ПРЕДЛОЖЕННЫЙ ОТРЫВОК:
....

В начале спуска от места нашего лагеря я вполне мог обгонять Дещеревского, поскольку мы шли по хорошему склону; когда же начались мелкие неприятности типа скал, травяных зарослей и пр., мне уже почти не удавалось идти вровень с ним, и мысленно я был занят только тем, чтобы не слишком сильно отставать. Естественно, разговоры (в том числе о всевозможных «тропо-») были прекращены.
Часа через три после наступления темноты (!) добрались до грунтовой дороги; Леша был удивлен, заявив, что этот участок дороги, очевидно, был проложен совсем недавно и что, не зная этого, он предполагал еще несколько километров пройти по тропинке…
На шоссейную дорогу выбрались, насколько я помню, лишь в двенадцатом часу ночи, т. е. в такое время, когда «ни одна сволочь не посадит»; как это ни странно, уже через час-полтора нашлась такая, которая посадила и даже довезла нас до Гарма почти бесплатно (в качестве платы Леша выдал шоферу-таджику непрерывный (на всю дорогу) рассказ о перспективах прогноза землетрясений в нашей стране и за рубежом, пояснив при этом, что максимальное вознаграждение, на которое может расчитывать советский ученый в случае крупного успеха, — сторублевая премия и большая-большая благодарность).

....

ЗАДАНИЯ:
- 1) До какого места шофер довез путников, если верить предложенному отрывку?
- 2) Назовите все виды дорог и троп, которые упоминаются в предложенном отрывке.

....

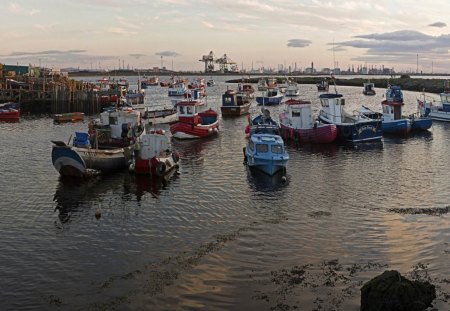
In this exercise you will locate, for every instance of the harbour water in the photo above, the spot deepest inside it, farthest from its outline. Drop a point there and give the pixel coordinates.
(218, 236)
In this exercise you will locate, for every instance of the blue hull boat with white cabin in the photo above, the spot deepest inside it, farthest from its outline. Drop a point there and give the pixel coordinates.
(266, 153)
(272, 97)
(351, 128)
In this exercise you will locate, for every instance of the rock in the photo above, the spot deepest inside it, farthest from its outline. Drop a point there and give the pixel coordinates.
(391, 291)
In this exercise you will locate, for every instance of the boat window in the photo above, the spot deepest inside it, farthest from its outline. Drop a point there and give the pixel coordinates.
(113, 120)
(277, 149)
(295, 112)
(261, 148)
(251, 145)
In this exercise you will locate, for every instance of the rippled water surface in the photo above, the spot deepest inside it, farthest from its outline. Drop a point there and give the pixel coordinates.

....

ОТВЕТЫ:
- 1) До Гарма.

- 2) Грунтовая дорога, тропинка, шоссейная дорога.